## Document segment
Yes, people will have to travel to see the zoos, but if they cannot afford that the animals are easily learned about from National Geographic magazines or Animal Planet on television. There are associations spreading themselves too thin trying to increase the quality of habitats for animals in zoos and increase the animals’ quality of life.The main association in America is the American Zoo and Aquarium Association. This organization requires high standards of animal care, science, and conservation. Their website informs us that of the 2,400 licensed animal exhibitors only 212 are members of the American Zoo and Aquarium Association (AZA) (Fravel 1). If we minimize the amount of zoos we can maximize their quality.

## Explore the material
[1] From the zoo passage, write out the part starting with "Yes, people will" and going on through "maximize their quality.".
[2] According to the zoo passage, how many of the 2,400 licensed animal exhibitors are members of the American Zoo and Aquarium Association?
[3] Decide whether each statement agrees with the zoo passage, answering yes or no and quoting the deciding words:
(a) The American Zoo and Aquarium Association requires high standards of animal care, science, and conservation.
(b) The passage names the Discovery Channel as a way to learn about animals.
(c) The passage says that having more zoos would raise their quality.

## Raw data
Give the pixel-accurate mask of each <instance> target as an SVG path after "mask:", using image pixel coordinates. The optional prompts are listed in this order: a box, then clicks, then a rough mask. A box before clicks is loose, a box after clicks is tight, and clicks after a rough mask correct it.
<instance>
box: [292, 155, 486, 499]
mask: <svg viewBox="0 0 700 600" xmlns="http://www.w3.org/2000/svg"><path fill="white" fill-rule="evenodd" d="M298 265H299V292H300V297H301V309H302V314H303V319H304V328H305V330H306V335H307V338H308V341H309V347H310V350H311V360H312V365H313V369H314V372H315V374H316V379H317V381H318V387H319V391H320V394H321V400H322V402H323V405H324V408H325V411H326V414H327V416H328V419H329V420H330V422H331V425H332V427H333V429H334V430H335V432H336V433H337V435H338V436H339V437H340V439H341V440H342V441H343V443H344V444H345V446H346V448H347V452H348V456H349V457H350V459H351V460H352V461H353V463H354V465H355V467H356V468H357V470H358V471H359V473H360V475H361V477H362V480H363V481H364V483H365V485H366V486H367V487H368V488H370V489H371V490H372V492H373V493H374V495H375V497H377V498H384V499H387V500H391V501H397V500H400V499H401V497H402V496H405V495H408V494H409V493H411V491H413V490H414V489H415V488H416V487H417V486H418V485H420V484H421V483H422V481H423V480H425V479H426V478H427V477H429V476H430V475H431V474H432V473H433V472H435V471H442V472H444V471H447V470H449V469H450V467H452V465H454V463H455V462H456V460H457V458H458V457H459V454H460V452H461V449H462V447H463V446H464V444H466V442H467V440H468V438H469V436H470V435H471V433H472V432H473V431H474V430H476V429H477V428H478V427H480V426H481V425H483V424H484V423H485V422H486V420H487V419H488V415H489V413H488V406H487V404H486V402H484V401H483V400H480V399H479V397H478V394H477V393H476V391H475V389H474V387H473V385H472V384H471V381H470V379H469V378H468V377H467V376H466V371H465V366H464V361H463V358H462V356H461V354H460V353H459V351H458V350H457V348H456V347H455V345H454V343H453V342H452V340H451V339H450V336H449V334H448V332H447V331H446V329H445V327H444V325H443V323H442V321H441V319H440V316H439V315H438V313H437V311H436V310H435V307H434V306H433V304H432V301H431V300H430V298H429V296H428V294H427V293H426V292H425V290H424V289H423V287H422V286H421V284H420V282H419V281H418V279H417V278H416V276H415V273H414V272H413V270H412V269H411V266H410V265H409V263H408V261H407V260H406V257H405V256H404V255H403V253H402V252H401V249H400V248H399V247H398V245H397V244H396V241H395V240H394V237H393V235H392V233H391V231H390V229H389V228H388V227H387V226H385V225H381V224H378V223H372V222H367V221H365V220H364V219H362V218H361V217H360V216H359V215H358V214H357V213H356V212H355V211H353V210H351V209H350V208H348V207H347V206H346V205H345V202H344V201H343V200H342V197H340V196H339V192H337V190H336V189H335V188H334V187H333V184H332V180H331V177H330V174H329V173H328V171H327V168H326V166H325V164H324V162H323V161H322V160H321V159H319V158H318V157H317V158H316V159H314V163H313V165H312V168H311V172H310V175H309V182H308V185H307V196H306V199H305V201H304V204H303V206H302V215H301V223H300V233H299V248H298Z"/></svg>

## Results of the tasks
[1]
Yes, people will have to travel to see the zoos, but if they cannot afford that the animals are easily learned about from National Geographic magazines or Animal Planet on television. There are associations spreading themselves too thin trying to increase the quality of habitats for animals in zoos and increase the animals’ quality of life.The main association in America is the American Zoo and Aquarium Association. This organization requires high standards of animal care, science, and conservation. Their website informs us that of the 2,400 licensed animal exhibitors only 212 are members of the American Zoo and Aquarium Association (AZA) (Fravel 1). If we minimize the amount of zoos we can maximize their quality.

[2] 212

[3]
(a) Yes: "This organization requires high standards of animal care, science, and conservation."
(b) No: "National Geographic magazines or Animal Planet on television"
(c) No: "If we minimize the amount of zoos we can maximize their quality."